(Stored data entries)

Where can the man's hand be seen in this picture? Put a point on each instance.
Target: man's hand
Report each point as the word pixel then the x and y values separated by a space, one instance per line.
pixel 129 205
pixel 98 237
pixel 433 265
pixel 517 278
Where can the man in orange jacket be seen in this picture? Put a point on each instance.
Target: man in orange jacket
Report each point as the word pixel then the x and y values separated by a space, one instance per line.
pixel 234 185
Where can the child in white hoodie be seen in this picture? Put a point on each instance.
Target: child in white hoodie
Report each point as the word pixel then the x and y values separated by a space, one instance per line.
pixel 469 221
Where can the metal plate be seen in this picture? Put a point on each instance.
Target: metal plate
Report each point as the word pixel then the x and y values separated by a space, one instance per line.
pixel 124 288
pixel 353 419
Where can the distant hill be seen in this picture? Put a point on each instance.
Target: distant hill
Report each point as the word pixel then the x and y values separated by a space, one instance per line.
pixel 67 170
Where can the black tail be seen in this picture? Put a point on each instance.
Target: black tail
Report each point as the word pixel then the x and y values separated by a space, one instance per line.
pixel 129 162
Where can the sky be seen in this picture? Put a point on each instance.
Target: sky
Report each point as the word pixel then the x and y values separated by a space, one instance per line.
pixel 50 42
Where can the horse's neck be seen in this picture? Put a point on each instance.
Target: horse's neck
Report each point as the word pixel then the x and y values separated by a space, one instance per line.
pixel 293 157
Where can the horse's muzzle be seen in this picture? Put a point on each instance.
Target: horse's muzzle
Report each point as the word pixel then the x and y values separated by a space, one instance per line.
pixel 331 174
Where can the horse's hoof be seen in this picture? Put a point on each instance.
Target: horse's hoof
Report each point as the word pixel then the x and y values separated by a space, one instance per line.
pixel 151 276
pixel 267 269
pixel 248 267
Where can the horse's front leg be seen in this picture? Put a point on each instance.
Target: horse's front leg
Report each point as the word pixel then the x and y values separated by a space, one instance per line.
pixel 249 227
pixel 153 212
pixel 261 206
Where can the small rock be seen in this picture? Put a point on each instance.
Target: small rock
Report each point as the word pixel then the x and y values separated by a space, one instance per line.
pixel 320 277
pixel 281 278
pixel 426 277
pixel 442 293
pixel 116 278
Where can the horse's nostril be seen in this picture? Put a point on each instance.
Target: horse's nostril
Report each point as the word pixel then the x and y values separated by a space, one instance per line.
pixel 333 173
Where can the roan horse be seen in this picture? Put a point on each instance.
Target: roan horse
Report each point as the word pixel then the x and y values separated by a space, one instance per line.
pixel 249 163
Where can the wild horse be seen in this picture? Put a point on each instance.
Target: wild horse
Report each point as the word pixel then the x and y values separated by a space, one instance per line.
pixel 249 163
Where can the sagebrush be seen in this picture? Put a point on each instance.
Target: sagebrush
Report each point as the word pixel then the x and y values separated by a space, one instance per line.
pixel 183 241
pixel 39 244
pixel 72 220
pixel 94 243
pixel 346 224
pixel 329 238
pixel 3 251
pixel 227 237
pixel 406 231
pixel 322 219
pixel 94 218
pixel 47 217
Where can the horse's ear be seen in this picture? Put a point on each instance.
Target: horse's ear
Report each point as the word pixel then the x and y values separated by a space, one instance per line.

◆ Activity:
Look through the data above. Each line containing the word "jacket" needs to be copied.

◆ Answer for this exercise:
Where can the man in orange jacket be seen in this picture? Put a point on each instance.
Target: man in orange jacket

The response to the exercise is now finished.